[Records excerpted from a collection]
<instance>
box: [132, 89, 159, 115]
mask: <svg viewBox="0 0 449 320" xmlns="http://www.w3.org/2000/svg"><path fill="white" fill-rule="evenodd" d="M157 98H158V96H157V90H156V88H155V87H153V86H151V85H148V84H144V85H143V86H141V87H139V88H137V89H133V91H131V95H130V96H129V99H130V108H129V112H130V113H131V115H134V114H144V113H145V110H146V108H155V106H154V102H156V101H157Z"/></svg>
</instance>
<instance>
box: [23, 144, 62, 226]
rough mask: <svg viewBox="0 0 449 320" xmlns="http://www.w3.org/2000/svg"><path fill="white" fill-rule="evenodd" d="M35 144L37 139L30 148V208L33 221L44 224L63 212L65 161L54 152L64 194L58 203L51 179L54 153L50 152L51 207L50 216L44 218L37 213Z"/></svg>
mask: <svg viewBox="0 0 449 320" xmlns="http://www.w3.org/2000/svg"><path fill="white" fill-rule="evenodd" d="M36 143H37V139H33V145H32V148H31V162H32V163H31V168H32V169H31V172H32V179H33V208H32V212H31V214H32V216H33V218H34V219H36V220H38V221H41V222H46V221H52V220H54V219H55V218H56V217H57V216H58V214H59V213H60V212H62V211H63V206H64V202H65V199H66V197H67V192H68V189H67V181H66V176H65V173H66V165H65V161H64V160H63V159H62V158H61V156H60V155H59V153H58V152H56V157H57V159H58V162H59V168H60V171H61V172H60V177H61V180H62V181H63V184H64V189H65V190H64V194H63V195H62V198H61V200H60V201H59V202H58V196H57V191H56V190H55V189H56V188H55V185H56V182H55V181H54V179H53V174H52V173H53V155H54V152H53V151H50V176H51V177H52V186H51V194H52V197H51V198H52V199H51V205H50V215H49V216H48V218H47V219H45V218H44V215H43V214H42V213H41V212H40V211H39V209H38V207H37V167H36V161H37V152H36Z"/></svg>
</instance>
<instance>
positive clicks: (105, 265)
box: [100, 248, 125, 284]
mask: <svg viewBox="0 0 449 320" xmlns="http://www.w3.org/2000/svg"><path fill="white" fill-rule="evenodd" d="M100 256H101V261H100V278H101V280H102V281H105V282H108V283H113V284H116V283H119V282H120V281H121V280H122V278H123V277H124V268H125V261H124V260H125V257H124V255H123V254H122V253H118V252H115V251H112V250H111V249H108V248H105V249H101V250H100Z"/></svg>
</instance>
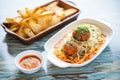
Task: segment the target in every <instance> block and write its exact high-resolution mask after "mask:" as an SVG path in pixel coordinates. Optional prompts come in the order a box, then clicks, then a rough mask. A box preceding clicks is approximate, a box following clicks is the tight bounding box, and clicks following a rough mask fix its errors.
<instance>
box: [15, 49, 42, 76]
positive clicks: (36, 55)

(Work required):
Each line containing the word "positive" needs to be copied from the data above.

(Result of this exercise):
positive clicks: (105, 265)
positive clicks: (36, 55)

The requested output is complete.